-------- Given records

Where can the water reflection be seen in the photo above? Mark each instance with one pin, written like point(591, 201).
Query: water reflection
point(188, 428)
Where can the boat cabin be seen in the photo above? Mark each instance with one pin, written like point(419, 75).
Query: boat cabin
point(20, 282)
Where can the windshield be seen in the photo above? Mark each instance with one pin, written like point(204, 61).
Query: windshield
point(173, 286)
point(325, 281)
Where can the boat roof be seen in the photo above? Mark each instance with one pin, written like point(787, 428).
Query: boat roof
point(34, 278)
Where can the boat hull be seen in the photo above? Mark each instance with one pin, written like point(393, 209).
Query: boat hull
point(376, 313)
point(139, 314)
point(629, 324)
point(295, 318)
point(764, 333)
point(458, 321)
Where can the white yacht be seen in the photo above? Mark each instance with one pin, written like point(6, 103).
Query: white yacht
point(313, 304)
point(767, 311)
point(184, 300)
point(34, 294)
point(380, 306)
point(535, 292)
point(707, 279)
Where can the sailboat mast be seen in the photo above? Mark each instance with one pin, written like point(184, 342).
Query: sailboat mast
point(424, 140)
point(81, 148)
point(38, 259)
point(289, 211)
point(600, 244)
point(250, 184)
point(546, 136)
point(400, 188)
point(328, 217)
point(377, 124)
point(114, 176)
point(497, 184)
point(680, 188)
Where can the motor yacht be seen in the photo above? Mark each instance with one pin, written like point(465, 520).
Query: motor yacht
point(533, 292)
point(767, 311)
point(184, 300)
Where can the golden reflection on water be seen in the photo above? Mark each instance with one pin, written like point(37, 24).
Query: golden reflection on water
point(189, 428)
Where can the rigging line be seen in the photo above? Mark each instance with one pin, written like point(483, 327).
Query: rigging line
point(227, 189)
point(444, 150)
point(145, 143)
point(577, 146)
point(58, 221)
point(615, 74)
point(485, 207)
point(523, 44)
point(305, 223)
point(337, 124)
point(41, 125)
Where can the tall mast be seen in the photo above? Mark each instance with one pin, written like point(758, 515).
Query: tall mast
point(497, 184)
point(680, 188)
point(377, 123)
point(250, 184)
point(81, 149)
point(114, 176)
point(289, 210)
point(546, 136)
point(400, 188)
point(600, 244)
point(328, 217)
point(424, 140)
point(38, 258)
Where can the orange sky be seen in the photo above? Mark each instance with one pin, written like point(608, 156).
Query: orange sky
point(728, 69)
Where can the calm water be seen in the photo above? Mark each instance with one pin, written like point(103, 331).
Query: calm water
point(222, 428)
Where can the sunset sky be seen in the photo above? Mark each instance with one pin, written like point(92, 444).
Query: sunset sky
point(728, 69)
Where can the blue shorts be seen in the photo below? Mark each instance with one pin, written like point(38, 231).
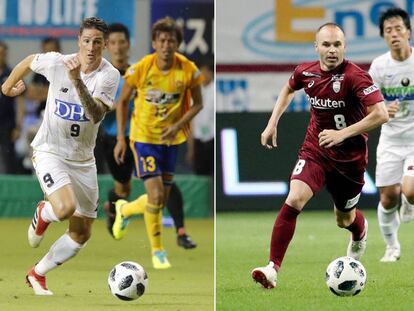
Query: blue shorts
point(154, 160)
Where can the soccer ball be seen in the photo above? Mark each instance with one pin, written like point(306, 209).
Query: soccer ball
point(345, 276)
point(128, 280)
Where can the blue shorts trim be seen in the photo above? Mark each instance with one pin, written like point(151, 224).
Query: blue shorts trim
point(154, 160)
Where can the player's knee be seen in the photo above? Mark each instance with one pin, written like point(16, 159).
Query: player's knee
point(81, 237)
point(64, 209)
point(296, 201)
point(156, 197)
point(410, 197)
point(343, 221)
point(389, 201)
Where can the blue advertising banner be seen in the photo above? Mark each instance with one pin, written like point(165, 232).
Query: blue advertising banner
point(59, 18)
point(197, 19)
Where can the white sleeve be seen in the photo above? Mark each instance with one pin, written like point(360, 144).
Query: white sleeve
point(42, 63)
point(106, 88)
point(373, 72)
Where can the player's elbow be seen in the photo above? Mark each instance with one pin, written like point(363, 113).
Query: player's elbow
point(383, 116)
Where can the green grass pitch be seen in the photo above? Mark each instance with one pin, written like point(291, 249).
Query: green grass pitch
point(243, 243)
point(81, 283)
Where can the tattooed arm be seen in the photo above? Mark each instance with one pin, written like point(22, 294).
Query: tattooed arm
point(94, 108)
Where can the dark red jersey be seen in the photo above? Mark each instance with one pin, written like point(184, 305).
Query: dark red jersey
point(338, 98)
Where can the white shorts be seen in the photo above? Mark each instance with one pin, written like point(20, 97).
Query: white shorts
point(393, 163)
point(54, 172)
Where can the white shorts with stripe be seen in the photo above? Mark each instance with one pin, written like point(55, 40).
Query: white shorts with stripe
point(393, 163)
point(53, 173)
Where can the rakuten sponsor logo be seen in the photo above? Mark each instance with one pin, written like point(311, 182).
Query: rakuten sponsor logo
point(327, 103)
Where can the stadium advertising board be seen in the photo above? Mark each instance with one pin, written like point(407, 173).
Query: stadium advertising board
point(283, 31)
point(249, 177)
point(197, 19)
point(253, 91)
point(21, 19)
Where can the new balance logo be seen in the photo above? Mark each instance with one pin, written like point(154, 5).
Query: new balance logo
point(327, 103)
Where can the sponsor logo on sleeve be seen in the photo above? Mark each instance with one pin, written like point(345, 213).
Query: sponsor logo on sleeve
point(70, 111)
point(370, 89)
point(107, 97)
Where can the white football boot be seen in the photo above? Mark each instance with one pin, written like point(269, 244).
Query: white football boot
point(38, 283)
point(266, 276)
point(392, 253)
point(406, 210)
point(357, 248)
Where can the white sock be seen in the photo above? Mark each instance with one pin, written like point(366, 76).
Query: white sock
point(405, 201)
point(389, 222)
point(48, 214)
point(61, 251)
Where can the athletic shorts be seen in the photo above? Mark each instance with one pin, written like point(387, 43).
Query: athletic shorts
point(393, 163)
point(121, 173)
point(345, 191)
point(154, 160)
point(53, 173)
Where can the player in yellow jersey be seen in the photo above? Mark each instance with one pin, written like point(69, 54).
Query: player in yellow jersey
point(165, 82)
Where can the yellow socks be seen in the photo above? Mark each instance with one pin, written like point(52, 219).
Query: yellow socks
point(135, 207)
point(152, 217)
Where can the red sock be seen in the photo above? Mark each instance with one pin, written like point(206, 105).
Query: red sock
point(282, 233)
point(358, 226)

----------------

## [How to complete this task]
Output the records exactly, please. The pictures are not part of the copy.

## [Solution to the problem]
Where can the water reflection be seen in the photo above? Mark each instance with one pin, written like point(591, 201).
Query: water reflection
point(188, 428)
Where can the boat cabin be seen in the photo above? Mark each instance with one pin, written like point(419, 75).
Query: boat cabin
point(20, 282)
Where can the windshield be seen in the photo above? Mark each instance with one pin, written like point(204, 61).
Query: windshield
point(173, 286)
point(325, 281)
Where can the boat roof be seen in the photo above? Mark each instance with one pin, written like point(787, 428).
Query: boat roof
point(34, 278)
Where can the boat hull be seen in the photo above? Mark each instance with one pin, written like point(393, 209).
Query: boat hull
point(376, 313)
point(139, 314)
point(629, 324)
point(295, 318)
point(764, 333)
point(458, 321)
Where can the white yacht be seen in the photo above? Mark each instance with one pin, written like point(6, 103).
Query: white yacht
point(313, 304)
point(767, 311)
point(184, 300)
point(34, 294)
point(380, 306)
point(535, 292)
point(707, 279)
Where can the sailboat mast be seen in the photo above? Mark each instance with one pin, written like point(184, 342).
Query: sailboat mast
point(424, 140)
point(81, 148)
point(38, 259)
point(289, 211)
point(600, 244)
point(250, 184)
point(546, 136)
point(400, 188)
point(328, 217)
point(377, 124)
point(114, 176)
point(497, 184)
point(680, 188)
Where can the motor yacht be seen in the photo above? Mark each instance with one pin, written like point(465, 520).
Query: motor yacht
point(533, 292)
point(767, 311)
point(184, 300)
Where can the golden reflection on water be seen in the photo above? Mark each instance with one pin, written like point(37, 24).
Query: golden reflection on water
point(189, 428)
Where can the rigging line be seen in the photo above? Mark each instance with one pin, written like point(483, 327).
Query: rigging line
point(227, 189)
point(444, 150)
point(145, 143)
point(577, 146)
point(58, 221)
point(615, 74)
point(485, 207)
point(523, 44)
point(305, 223)
point(337, 124)
point(41, 125)
Where can the tall mast be seen in the photo above? Mark each instance with one pin, written like point(758, 515).
Query: tall mast
point(497, 184)
point(680, 188)
point(377, 123)
point(250, 184)
point(81, 149)
point(114, 176)
point(289, 210)
point(546, 136)
point(400, 188)
point(600, 244)
point(328, 217)
point(424, 140)
point(38, 258)
Where can the orange sky be seen in the photo above? Mark each instance with one pin, written like point(608, 156).
Query: orange sky
point(728, 69)
Where can the calm water be seen in the photo above? Mark each instance with one pin, written like point(103, 331).
Query: calm water
point(222, 428)
Where can the sunset sky be seen in the photo above? Mark each instance with one pin, written like point(92, 444).
Query: sunset sky
point(728, 69)
Where can the blue shorts be seen in the photo below? Mark each instance with one pin, written like point(38, 231).
Query: blue shorts
point(154, 160)
Where can the soccer ball be seen in the photo above? Mark each instance with one pin, written like point(306, 209).
Query: soccer ball
point(345, 276)
point(128, 280)
Where can the blue shorts trim be seen in the photo above? Mark each instance with one pin, written like point(151, 224).
Query: blue shorts trim
point(154, 160)
Where can the player's knee be seen in the photo above? Mark each instance with one pin, written like point(16, 159).
Query: player's knee
point(81, 237)
point(64, 209)
point(296, 201)
point(156, 197)
point(410, 197)
point(343, 221)
point(389, 201)
Where can the blue advertising banner be seen in the photo above? Mark each instance with one pin, written like point(165, 232).
Query: blue advertising banner
point(59, 18)
point(197, 19)
Where can the white sleeve be seen in the photo above? Mark each instance with one pin, written like point(360, 144).
Query: white sleeve
point(42, 63)
point(106, 88)
point(373, 72)
Where can the player's elbow be seen in the photo above? Mark each instance with one pin, written like point(363, 113).
Query: player's elbow
point(383, 116)
Where can the green grass pitch be seen in the photo above? Mark each instance with one pin, written like point(291, 249).
Query: green grass pitch
point(243, 243)
point(81, 283)
Where can the tattooed arm be seen in the photo above? Mark each instance with one pin, written like point(22, 294).
Query: tattooed arm
point(94, 108)
Where can the dark red jersey be seen in the photo above? Mark each instance with one pin, written like point(184, 305).
Query: dark red jersey
point(338, 98)
Where can the white shorts be seen in the photo above? Mark each instance with one pin, written like point(20, 97).
Query: white shorts
point(393, 163)
point(54, 172)
Where can the white shorts with stripe be seen in the photo above? Mark each instance with one pin, written like point(55, 40).
Query: white shorts with stripe
point(393, 163)
point(53, 173)
Where can the rakuten sponsor logo be seen in the photo above? Mark each instance with one pin, written like point(311, 182).
Query: rakuten sponsor logo
point(327, 103)
Where can the stadium advertising board be seen in the photo above? Mark each instance with one pin, written like point(407, 173).
Query: stadium advertising board
point(283, 31)
point(249, 177)
point(197, 19)
point(253, 91)
point(21, 19)
Where can the new balance logo be seen in the photo above? Mark each instance with one pin, written like point(154, 5).
Query: new balance logo
point(327, 103)
Where can the sponsor logo on sleeve be seen in the photo above? Mark each instance with one pin, written like point(345, 213).
Query: sponsor logo on sleeve
point(70, 111)
point(370, 89)
point(107, 97)
Where can the white football boot be seen in the photo above? Mark each instance with one pin, written like point(269, 244).
Query: white football boot
point(38, 283)
point(266, 276)
point(392, 253)
point(406, 210)
point(357, 248)
Where can the white sock be seen in the photo above? Mark each instance with one pin, written like point(366, 76).
Query: white sock
point(405, 201)
point(389, 222)
point(48, 214)
point(61, 251)
Where can the athletic shorts be seen in the photo above? Mark each instance with one pin, written like point(387, 43).
Query: athletic shorts
point(393, 163)
point(121, 173)
point(345, 191)
point(154, 160)
point(53, 173)
Where can the player in yellow jersey be seen in the photo above? Mark each instance with one pin, written like point(69, 54).
Query: player in yellow jersey
point(165, 82)
Where can the yellow socks be seen in the photo above? Mark each instance with one pin, written like point(52, 219).
Query: yellow socks
point(135, 207)
point(152, 217)
Where can the red sock be seen in the photo above? Mark each instance with one pin, written like point(206, 105).
Query: red sock
point(282, 233)
point(358, 226)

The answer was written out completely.